## Problema a resolver
Reproduce sin ninguna modificación las líneas de los datos que siguen, desde la que contiene "Would it be possible for you to identify the red flag" hasta la que contiene "179,182,369,261", ambas incluidas.

════

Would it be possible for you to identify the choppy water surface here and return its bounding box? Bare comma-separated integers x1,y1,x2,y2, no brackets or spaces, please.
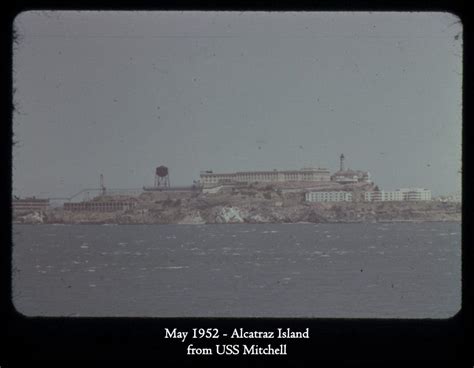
13,223,461,318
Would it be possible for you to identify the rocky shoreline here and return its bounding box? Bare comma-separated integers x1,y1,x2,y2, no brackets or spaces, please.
13,188,461,224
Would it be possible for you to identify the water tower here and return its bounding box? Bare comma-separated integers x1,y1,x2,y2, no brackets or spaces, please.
155,166,170,188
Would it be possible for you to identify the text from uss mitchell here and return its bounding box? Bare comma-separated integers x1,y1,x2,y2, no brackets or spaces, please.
164,328,309,355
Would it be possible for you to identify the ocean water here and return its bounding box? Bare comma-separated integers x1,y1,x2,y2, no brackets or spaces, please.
12,222,461,318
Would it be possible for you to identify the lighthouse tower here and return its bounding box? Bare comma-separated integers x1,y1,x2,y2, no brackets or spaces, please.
339,153,344,171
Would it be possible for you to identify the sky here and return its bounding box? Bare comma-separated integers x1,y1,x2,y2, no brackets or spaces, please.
13,11,462,197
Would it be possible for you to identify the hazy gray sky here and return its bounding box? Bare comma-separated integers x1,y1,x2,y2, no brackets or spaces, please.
13,11,462,196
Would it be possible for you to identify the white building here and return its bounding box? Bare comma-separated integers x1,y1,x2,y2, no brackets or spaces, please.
364,190,403,202
305,191,352,202
200,168,331,187
398,188,431,201
364,188,431,202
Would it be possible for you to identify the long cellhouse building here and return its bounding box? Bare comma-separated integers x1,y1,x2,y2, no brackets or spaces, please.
200,168,331,187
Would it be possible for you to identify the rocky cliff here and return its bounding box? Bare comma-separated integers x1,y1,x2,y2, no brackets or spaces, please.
15,186,461,224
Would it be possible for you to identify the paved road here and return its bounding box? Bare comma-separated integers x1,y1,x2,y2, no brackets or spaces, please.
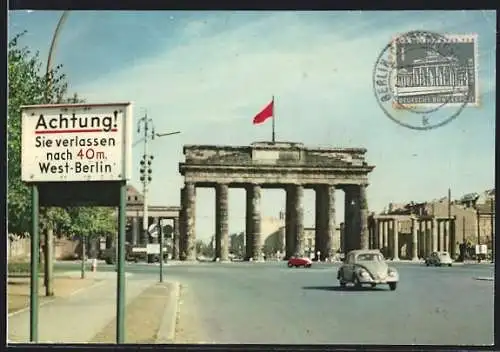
56,263,494,345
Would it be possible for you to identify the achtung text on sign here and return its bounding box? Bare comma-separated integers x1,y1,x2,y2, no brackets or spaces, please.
34,111,119,175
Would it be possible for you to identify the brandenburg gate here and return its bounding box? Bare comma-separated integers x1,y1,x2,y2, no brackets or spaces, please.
179,142,374,261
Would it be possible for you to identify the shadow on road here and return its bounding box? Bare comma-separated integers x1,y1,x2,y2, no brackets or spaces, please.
302,286,388,292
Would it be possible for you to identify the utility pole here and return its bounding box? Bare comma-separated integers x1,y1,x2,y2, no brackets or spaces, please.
476,207,481,263
450,188,456,258
137,114,155,263
137,113,181,262
490,197,495,263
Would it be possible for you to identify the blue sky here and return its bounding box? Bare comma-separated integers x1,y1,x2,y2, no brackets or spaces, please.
9,11,496,242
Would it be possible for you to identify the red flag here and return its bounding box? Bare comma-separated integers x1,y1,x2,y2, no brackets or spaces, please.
253,99,274,125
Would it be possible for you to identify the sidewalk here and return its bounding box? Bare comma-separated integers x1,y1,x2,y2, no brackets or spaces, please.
7,272,155,343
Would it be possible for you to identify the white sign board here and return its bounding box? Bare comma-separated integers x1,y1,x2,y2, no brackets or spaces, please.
476,244,488,254
148,224,158,238
146,243,160,254
21,103,133,182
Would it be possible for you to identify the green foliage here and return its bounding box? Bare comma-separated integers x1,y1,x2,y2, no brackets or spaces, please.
7,32,73,234
68,207,118,236
7,32,104,239
196,240,215,258
7,262,43,275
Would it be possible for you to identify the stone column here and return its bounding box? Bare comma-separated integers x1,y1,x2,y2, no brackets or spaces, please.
443,219,450,252
382,219,389,248
344,186,356,253
418,218,425,257
411,217,418,261
184,183,196,260
293,185,305,257
450,216,457,259
150,218,160,244
358,185,368,249
320,185,336,260
247,185,262,260
179,187,187,260
215,183,229,261
140,217,149,247
245,186,254,260
431,217,438,252
340,222,345,253
285,185,295,259
132,216,139,246
392,219,399,260
172,218,180,260
372,217,380,249
278,226,286,259
314,187,325,260
438,220,444,251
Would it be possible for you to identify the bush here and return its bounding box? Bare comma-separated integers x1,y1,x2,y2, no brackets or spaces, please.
7,262,43,275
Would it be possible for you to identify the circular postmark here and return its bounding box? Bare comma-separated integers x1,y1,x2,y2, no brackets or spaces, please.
372,31,473,130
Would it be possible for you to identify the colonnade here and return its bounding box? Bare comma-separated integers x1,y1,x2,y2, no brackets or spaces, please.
370,215,456,260
179,182,369,261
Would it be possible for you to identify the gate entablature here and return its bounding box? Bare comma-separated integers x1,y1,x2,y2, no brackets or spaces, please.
179,142,374,187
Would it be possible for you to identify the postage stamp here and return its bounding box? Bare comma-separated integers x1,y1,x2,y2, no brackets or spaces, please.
373,31,479,130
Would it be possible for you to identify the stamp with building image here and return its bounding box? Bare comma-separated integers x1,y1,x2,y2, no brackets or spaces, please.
372,31,479,130
393,34,478,107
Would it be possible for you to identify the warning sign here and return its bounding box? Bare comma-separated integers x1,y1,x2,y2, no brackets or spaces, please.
21,103,133,182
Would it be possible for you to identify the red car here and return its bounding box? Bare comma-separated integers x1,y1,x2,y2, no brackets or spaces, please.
288,257,312,268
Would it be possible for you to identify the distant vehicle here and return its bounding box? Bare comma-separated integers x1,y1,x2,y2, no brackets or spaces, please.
288,257,312,268
99,244,168,264
337,249,399,291
425,252,453,266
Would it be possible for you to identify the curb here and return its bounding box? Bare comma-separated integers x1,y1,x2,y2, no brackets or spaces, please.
156,282,180,344
473,276,495,281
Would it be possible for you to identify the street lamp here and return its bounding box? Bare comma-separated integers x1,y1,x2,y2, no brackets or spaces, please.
134,114,180,262
45,11,69,103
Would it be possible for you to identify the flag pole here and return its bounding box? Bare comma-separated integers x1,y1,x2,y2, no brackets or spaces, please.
272,95,276,144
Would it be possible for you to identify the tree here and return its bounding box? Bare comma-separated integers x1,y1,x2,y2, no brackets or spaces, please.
7,31,77,234
68,207,118,279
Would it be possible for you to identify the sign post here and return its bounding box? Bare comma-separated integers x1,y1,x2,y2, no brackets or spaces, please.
30,184,40,342
158,218,163,282
116,182,127,343
21,103,133,343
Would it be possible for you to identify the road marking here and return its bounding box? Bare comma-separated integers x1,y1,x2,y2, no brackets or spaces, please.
7,280,112,318
7,298,56,318
474,276,495,281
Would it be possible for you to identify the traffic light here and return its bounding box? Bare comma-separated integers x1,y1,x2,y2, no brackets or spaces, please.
139,155,153,182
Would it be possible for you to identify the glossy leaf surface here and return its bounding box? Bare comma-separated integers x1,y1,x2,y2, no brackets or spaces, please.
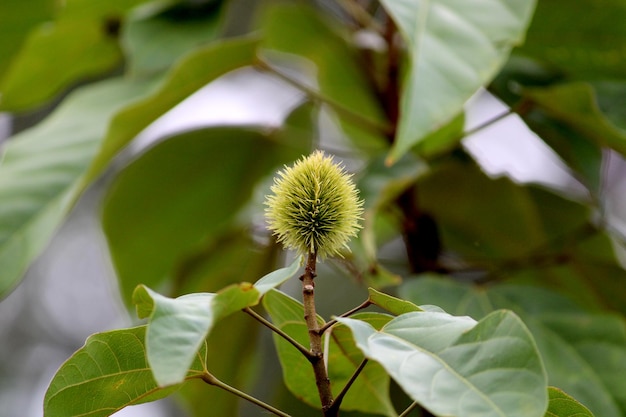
263,291,395,416
0,79,151,296
260,5,386,151
382,0,535,162
44,326,206,417
401,278,626,417
0,0,145,111
103,127,304,297
545,387,593,417
338,311,548,417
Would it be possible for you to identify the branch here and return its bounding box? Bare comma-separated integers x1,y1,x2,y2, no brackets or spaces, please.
300,252,337,417
398,401,419,417
255,58,391,135
242,307,312,361
318,300,372,336
200,372,291,417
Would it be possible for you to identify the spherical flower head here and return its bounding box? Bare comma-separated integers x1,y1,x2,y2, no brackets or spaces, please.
265,151,363,258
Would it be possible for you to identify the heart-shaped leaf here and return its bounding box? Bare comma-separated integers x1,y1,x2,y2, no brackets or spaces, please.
337,310,548,417
381,0,535,163
133,258,301,386
44,326,206,417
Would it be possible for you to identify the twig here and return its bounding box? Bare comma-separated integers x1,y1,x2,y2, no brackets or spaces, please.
255,58,391,135
200,372,291,417
242,307,311,360
398,401,419,417
300,252,337,417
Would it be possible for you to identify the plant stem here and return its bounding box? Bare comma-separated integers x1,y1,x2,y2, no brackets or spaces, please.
318,300,372,336
300,252,337,417
324,358,367,412
255,58,391,134
398,401,418,417
200,372,291,417
242,307,312,360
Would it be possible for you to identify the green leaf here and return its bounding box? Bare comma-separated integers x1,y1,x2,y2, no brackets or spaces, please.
254,256,304,296
260,4,387,152
0,79,151,296
521,0,626,79
0,0,145,111
367,288,424,316
523,83,626,192
85,38,257,184
133,259,300,386
44,326,206,417
263,291,396,416
381,0,535,163
417,159,589,260
121,2,223,76
337,311,548,417
401,278,626,417
0,0,55,79
545,387,593,417
103,127,305,297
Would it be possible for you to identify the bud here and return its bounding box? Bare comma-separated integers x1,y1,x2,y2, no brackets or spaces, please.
265,151,363,258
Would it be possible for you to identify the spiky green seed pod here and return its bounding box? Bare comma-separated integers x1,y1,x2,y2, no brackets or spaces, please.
265,151,363,258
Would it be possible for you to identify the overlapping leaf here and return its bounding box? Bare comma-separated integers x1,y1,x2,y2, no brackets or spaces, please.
0,79,152,296
133,258,301,387
382,0,535,163
103,127,306,297
401,278,626,417
338,311,548,417
44,326,206,417
545,387,593,417
260,5,386,152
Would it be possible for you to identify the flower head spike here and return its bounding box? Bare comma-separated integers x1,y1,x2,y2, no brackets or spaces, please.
265,151,363,258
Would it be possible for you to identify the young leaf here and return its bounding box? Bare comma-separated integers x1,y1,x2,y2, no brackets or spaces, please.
337,311,548,417
367,288,424,316
133,259,300,387
44,326,206,417
103,127,301,297
0,0,144,111
381,0,535,163
544,387,593,417
401,272,626,417
0,78,151,297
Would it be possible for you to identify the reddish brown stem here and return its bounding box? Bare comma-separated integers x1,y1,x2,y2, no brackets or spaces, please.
300,252,337,417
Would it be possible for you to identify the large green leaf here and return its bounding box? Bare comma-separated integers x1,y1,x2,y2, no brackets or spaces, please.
0,0,145,111
338,311,548,417
263,291,396,416
85,38,257,183
521,0,626,79
401,278,626,417
0,79,151,296
382,0,535,162
103,127,306,297
260,4,386,152
133,258,301,386
0,0,55,79
122,2,222,76
545,387,593,417
44,326,206,417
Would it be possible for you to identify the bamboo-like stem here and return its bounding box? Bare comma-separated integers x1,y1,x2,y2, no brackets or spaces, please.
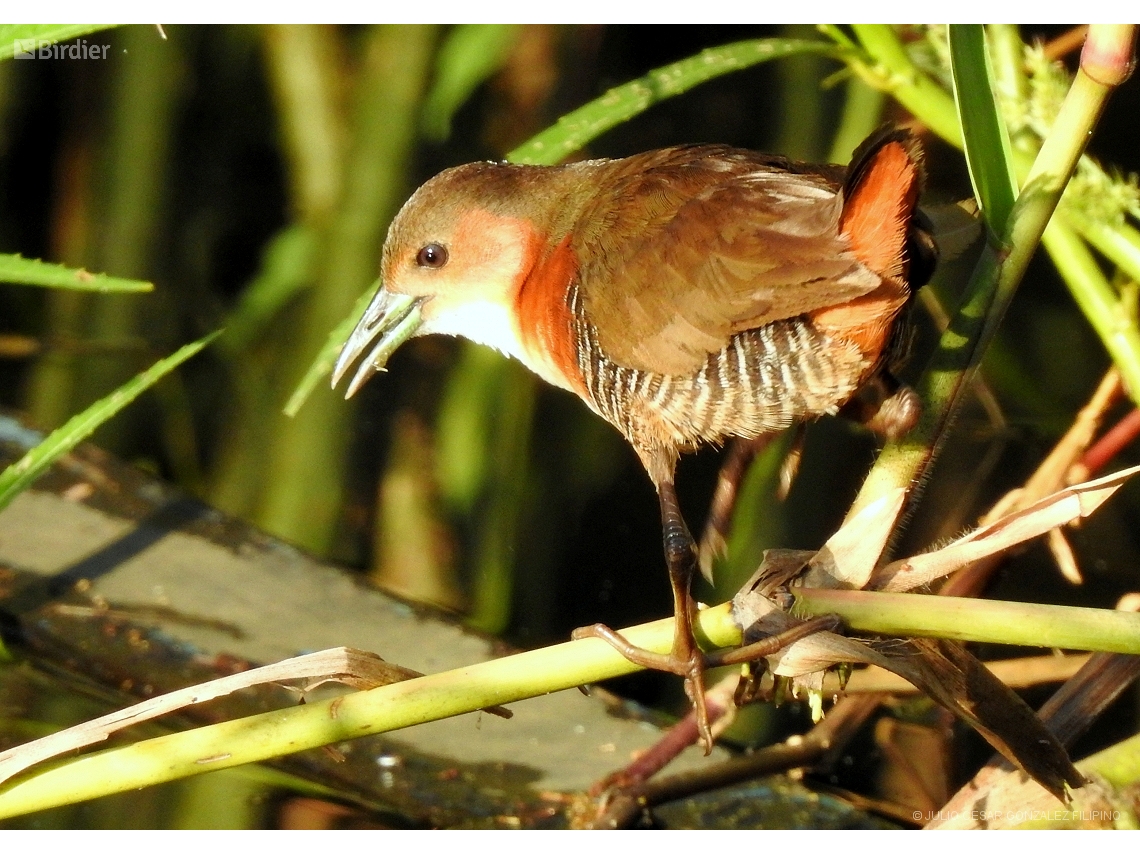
257,25,435,553
793,588,1140,653
0,604,741,819
848,27,1130,518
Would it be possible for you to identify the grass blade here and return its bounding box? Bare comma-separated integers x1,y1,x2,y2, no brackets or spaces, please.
0,254,154,292
950,24,1018,235
0,331,220,510
506,39,839,165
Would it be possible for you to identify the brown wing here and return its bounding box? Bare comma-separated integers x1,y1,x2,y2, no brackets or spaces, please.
576,146,879,374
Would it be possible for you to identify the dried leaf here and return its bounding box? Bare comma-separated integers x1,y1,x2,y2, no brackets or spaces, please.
0,648,511,783
870,466,1140,592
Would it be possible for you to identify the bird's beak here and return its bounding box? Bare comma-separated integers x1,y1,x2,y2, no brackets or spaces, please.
333,287,424,398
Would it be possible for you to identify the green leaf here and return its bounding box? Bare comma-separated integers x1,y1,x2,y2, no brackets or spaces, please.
219,225,317,352
0,254,154,292
0,331,221,510
0,24,115,60
950,24,1018,235
507,39,840,165
422,24,519,141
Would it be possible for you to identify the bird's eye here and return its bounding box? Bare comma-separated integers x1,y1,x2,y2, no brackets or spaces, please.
416,244,447,270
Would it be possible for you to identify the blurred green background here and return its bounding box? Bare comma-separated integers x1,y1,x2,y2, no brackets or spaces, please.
0,25,1140,729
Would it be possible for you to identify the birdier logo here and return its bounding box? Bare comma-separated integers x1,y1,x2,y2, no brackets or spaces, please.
13,39,111,59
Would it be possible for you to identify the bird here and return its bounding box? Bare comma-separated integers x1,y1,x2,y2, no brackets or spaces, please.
333,125,937,751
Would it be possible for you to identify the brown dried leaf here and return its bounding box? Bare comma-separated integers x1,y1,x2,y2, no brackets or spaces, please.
870,466,1140,592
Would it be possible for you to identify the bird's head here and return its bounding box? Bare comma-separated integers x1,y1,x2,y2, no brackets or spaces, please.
333,163,579,397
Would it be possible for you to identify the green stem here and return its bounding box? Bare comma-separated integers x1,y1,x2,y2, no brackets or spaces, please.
0,604,741,819
793,588,1140,653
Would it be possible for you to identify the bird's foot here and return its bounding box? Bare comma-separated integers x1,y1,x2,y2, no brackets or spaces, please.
570,624,713,756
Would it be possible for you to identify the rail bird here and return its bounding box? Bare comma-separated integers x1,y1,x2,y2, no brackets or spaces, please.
333,127,936,746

════

## Respuesta completa
Would it be possible for you to identify the red flag here and return its bounding box? Bare comma-separated integers x1,y1,x2,y2, no brackets or spaces, please.
253,99,274,125
Would it be possible for you to identify the sidewalk here and return its bounding box? Bare comma-separated integers x1,y1,x2,y2, no brackets or spaces, please.
7,272,155,343
Would it be possible for you to identify the white sign board here and return its bounding box? Bare comma-separated integers x1,y1,x2,y2, no brackets or spaces, please.
476,244,488,254
148,224,158,238
146,243,160,254
21,103,133,182
Would it be possible for you to identify the green foliage here and return its bounding box? Bare comma-separated integers x1,y1,x2,y2, no brackets or spaces, please.
7,32,73,234
68,207,118,236
7,32,104,239
196,240,215,258
7,262,43,275
Would it be possible for you to identify the stone column here and return its bounding box? Bare comma-separated integers x1,y1,x2,y2, no brackets or spaces, please.
443,219,450,252
382,219,389,248
344,186,356,253
418,218,425,257
411,217,418,261
184,183,196,260
293,185,305,257
450,216,457,259
150,218,160,244
358,185,368,249
320,185,336,260
247,185,262,260
179,187,187,260
215,183,229,261
140,217,149,247
245,186,254,260
431,217,438,252
340,222,345,253
285,185,295,259
132,216,139,246
392,219,399,260
172,218,180,260
372,217,380,249
278,226,286,259
314,187,325,260
438,220,444,251
Would it be possible for you to identify the bush here and return its bounding box? Bare comma-separated integers x1,y1,x2,y2, no brackets or spaces, please.
7,262,43,275
Would it be possible for you to identify the circular postmark here and return its bounding box? Bare comma-separated integers x1,y1,x2,y2, no brackets or spaces, please.
372,31,473,130
Would it be possible for you to identify the colonnade here and return its bounding box? Bare comma-separated integers x1,y1,x2,y2, no brackets or spaces, please.
370,215,456,260
179,182,369,261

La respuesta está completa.